[EXTRACT PROVIDED]:
^^^^^^^^

According to the perceptron convergence theorem, if the data is linearly separable, applying the perceptron learning rule repeatedly will eventually converge to the weights of the separating hyperplane (in a finite number of steps). The interested reader can find a formal proof of this theorem in this paper.

The Perceptron Learning Algorithm

In practice, it may take long time for the perceptron learning process to converge (i.e., reach zero errors on the training set). Furthermore, the data itself may not be linearly separable, in which case the algorithm may never terminate. Therefore, we need to limit the number of training epochs by some predefined parameter. If the perceptron achieves zero errors on the training set before this number is reached, we can stop its training earlier.

The perceptron learning algorithm is summarized in the following pseudocode:

Note that the weights are typically initialized to small random values in order to break the symmetry (if all the weights were equal, then the output of the perceptron would be constant for every input), while the bias is initialized to zero.

Example: Learning the Majority Function

For example, let’s see how the perceptron learning algorithm can be used to learn the majority function of three binary inputs. The majority function is a function that evaluates to true (1) when half or more of its inputs are true and to false (0) otherwise.

The training set of the perceptron includes all the 8 possible binary inputs:

The training set for the majority function
The training set for the majority function

In this example we will assume that the initial weights and bias are 0, and the learning rate is α = 0.5.

Let’s track the weight updates during the first epoch of training. The first sample presented to the perceptron is x = (0, 0, 0). The net input of the perceptron in this case is: z = wx + b = 0 × 0 + 0 × 0 + 0 × 0 + 0 = 0. Therefore, its output is o = 1 (remember that the step function outputs 1 whenever its input is ≥ 0). However, the target label in this case is y = 0, so the error made by the perceptron is yo = -1.

According to the perceptron learning rule, we update each weight wᵢ by adding to it α(y – o)xᵢ = -0.5xᵢ. Since all the inputs are 0 in this case, except for the bias neuron (_x_₀ = 1), we only update the bias to be -0.5 instead of 0.

^^^^^^^^

[COLLECTED DATA]:
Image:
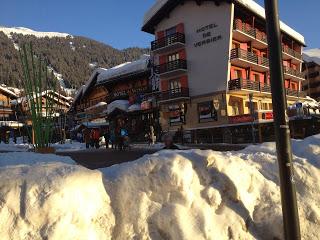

^^^^^^^^

[ACTIONS TO TAKE]:
**A)** In the perceptron extract, what learning rate is assumed in the majority function example?
**B)** Say whether each statement agrees with the perceptron extract, giving yes or no and quoting the deciding words: (i) The bias is typically initialized to small random values. (ii) The majority function evaluates to true when half or more of its inputs are true. (iii) After the first sample x = (0, 0, 0), the bias is updated to -0.5.

[RESPONSES IN ORDER]:
**A)** α = 0.5

**B)**
(i) No: "while the bias is initialized to zero"
(ii) Yes: "evaluates to true (1) when half or more of its inputs are true"
(iii) Yes: "we only update the bias to be -0.5 instead of 0"